What is asked = Could you copy out the items from the line that contains "the smartphone, locate" through the line that contains "of the person", changing "smartphone" to "mobile phone" and leaving everything else the same?

Records supplied =
— START —
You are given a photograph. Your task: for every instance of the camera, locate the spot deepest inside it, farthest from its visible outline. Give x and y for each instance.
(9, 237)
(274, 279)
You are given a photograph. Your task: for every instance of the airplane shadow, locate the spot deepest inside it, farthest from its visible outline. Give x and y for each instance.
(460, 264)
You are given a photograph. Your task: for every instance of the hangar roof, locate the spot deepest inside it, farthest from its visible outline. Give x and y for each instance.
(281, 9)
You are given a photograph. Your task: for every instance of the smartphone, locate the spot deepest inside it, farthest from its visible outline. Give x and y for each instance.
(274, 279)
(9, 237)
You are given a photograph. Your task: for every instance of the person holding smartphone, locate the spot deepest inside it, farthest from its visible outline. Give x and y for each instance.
— END —
— START —
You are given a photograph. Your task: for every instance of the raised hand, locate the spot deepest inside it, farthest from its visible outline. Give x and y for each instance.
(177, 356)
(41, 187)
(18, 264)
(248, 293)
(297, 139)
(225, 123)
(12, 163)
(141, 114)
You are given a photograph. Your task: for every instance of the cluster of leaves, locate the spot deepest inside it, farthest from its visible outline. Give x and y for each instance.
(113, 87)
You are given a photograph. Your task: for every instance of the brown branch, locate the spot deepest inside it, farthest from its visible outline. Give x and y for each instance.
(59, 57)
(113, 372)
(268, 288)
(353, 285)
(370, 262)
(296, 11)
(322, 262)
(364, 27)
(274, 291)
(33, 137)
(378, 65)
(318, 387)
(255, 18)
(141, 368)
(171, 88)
— END —
— START —
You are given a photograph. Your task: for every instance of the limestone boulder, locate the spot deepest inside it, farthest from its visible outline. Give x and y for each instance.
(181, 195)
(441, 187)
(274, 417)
— END —
Output for this task =
You are given a photograph. Your task: for every instance of the mobile phone, locate the spot deepest inside it, farthest from its visible outline. Give x and y for each instance.
(274, 279)
(9, 237)
You are given a photograph. Your task: for every instance of the person holding mobile phone, locate the spot deepest inside it, farthest from its visible outline. Give x and y for each instance.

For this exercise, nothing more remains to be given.